> [DOCUMENT]
● ● ● ● ● ● ●
Critiquée avec véhémence par les Gabonais pour diverses raisons, Sylvia Bongo n’était pas, à leurs yeux, la Première Dame idéale. Ils auraient préféré «une fille du pays» comme Première Dame en lieu et place d’une expatriée qui n’aura jamais épousé les valeurs de la société gabonaise, à leurs yeux.
En dépit de ces inimitiés, Sylvia Bongo s’est efforcée de bien jouer son rôle de Première Dame. Elle a créé en 2011 une Fondation dénommée «Fondation Sylvia Bongo Ondimba pour la Famille». Ses actions en faveur des veuves et des enfants ont reçu l’assentiment d’une partie des Gabonais.
En 2018, Ali Bongo Ondimba est victime d’un AVC. Avec un mari très affaibli par les séquelles de cet AVC, Sylvia devient régulièrement la cible, avec son fils Noureddin, d’accusations de l’Opposition et de la Société civile gabonaises, de «manipulation» du Président Ali Bongo Ondimba.
Pour ne pas arranger les choses, Pascaline Bongo, sœur d’Ali Bongo et belle-sœur de Sylvia, l’a tenue responsable des divisions du clan Bongo et de son isolement de la scène politique, ainsi que de certains des proches collaborateurs du Président gabonais.
Pascaline Bongo soutient davantage que Sylvia aurait orchestré l’éloignement progressif de son frère (Ali) de plusieurs membres de la famille nucléaire dont sa mère, la célèbre Patience Dabany. En outre, l’ascension de Sylvia au sommet du pouvoir sous le manteau de Première Dame du pays a longtemps été associée à la «corruption et à l’enrichissement personnel». Elle est apparue comme une des pièces centrales dans l’affaire des biens mal acquis de son époux. Des voitures de luxes aux fastueux appartements parisiens, tout était réuni pour maintenir le couple présidentiel loin des réalités de son peuple.
Dans ce climat tendu, Ali Bongo est annoncé vainqueur de la présidentielle d’août 2023. C’est le mandat de trop ! Un groupe d’officiers s’empare du pouvoir via «un coup d’éclat» et place Ali Bongo en résidence surveillée, mettant ainsi fin à l’ère des Bongo. C’est la descente aux enfers pour Sylvia. L’ex Première Dame sera inculpée pour «blanchiment d’argent, faux et usage de faux» et incarcérée à la Prison centrale de Libreville.
● ● ● ● ● ● ●
> [DONNÉES FOURNIES]
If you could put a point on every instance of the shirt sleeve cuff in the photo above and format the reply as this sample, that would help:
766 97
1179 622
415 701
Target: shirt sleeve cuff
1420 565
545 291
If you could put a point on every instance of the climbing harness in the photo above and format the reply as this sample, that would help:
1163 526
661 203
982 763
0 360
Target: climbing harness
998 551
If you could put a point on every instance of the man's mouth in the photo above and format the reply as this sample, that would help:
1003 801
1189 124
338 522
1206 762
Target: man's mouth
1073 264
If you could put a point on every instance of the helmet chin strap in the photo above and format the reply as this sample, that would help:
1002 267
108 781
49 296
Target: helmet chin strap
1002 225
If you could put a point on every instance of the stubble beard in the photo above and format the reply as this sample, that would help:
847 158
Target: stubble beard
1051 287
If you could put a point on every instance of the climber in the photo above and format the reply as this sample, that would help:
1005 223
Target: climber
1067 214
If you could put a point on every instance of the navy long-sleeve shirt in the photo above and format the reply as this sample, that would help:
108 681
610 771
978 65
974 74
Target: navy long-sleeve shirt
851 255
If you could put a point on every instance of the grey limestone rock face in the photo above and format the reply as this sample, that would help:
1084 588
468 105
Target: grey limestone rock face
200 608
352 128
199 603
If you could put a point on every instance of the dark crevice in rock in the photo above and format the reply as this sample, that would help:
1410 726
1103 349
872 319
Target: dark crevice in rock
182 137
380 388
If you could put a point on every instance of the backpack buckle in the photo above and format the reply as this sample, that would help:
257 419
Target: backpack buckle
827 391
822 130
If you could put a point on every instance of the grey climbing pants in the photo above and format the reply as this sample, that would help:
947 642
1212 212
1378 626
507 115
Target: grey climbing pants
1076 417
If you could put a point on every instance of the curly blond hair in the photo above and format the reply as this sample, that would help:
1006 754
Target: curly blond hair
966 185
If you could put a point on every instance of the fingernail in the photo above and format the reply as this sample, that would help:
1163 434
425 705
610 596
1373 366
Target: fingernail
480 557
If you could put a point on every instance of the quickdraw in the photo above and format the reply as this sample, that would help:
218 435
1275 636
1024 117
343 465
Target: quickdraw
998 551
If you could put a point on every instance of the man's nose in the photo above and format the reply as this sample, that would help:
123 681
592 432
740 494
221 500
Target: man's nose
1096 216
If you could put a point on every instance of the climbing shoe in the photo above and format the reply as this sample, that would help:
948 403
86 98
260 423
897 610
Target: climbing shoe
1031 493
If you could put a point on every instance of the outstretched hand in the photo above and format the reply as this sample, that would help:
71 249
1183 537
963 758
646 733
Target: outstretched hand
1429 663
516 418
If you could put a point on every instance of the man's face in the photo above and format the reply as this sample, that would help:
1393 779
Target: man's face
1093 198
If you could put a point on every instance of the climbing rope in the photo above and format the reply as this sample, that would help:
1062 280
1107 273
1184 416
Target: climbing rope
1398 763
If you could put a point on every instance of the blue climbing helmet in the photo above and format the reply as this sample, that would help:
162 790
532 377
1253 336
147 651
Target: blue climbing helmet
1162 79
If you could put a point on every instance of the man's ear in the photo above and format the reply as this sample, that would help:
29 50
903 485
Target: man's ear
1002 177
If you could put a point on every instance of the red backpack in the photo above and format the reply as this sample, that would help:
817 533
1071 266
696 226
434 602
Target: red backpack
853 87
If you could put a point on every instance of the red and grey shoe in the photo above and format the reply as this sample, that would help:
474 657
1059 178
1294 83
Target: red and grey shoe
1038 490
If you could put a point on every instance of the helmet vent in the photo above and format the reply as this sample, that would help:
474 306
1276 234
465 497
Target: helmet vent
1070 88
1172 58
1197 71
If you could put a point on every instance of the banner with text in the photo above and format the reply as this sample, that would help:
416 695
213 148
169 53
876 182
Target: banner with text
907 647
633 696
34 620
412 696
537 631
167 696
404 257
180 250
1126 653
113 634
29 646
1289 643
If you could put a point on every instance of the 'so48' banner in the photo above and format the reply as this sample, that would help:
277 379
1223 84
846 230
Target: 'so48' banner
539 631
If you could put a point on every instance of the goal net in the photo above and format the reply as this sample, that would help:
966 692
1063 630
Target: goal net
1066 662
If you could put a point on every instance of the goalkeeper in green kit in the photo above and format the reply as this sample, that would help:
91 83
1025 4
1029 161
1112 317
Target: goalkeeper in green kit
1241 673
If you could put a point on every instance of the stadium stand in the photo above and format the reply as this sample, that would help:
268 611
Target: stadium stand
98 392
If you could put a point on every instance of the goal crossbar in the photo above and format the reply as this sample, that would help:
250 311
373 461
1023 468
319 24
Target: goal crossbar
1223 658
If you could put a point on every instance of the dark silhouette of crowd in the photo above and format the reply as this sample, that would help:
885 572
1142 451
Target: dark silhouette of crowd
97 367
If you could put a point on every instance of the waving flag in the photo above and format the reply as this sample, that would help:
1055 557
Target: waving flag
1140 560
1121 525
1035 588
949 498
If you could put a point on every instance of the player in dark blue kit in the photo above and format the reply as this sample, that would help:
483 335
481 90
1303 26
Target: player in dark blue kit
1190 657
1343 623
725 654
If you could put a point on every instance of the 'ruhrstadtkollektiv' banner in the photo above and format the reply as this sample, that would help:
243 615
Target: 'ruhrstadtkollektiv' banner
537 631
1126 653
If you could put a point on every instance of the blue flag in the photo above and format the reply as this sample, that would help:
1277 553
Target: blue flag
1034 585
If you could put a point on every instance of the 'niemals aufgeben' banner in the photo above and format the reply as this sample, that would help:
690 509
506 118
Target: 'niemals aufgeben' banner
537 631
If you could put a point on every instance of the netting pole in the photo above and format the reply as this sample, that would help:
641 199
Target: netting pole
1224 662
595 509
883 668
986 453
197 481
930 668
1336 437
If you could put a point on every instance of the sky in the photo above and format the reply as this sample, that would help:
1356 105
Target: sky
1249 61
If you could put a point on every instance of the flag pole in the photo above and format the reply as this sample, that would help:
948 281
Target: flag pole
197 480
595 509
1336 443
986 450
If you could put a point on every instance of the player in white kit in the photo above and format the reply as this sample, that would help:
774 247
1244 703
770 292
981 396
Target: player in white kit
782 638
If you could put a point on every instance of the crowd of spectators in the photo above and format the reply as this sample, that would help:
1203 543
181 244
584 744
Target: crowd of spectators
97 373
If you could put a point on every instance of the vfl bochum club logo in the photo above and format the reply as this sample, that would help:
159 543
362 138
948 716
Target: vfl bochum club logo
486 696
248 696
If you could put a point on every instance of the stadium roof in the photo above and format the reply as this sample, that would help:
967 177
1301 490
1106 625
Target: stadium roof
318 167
● ● ● ● ● ● ●
> [CONSIGNE] Recopiez fidèlement le passage du texte sur Sylvia Bongo qui va de « Pascaline Bongo soutient » à « de son peuple. ».

> [RÉPONSE ATTENDUE]
Pascaline Bongo soutient davantage que Sylvia aurait orchestré l’éloignement progressif de son frère (Ali) de plusieurs membres de la famille nucléaire dont sa mère, la célèbre Patience Dabany. En outre, l’ascension de Sylvia au sommet du pouvoir sous le manteau de Première Dame du pays a longtemps été associée à la «corruption et à l’enrichissement personnel». Elle est apparue comme une des pièces centrales dans l’affaire des biens mal acquis de son époux. Des voitures de luxes aux fastueux appartements parisiens, tout était réuni pour maintenir le couple présidentiel loin des réalités de son peuple.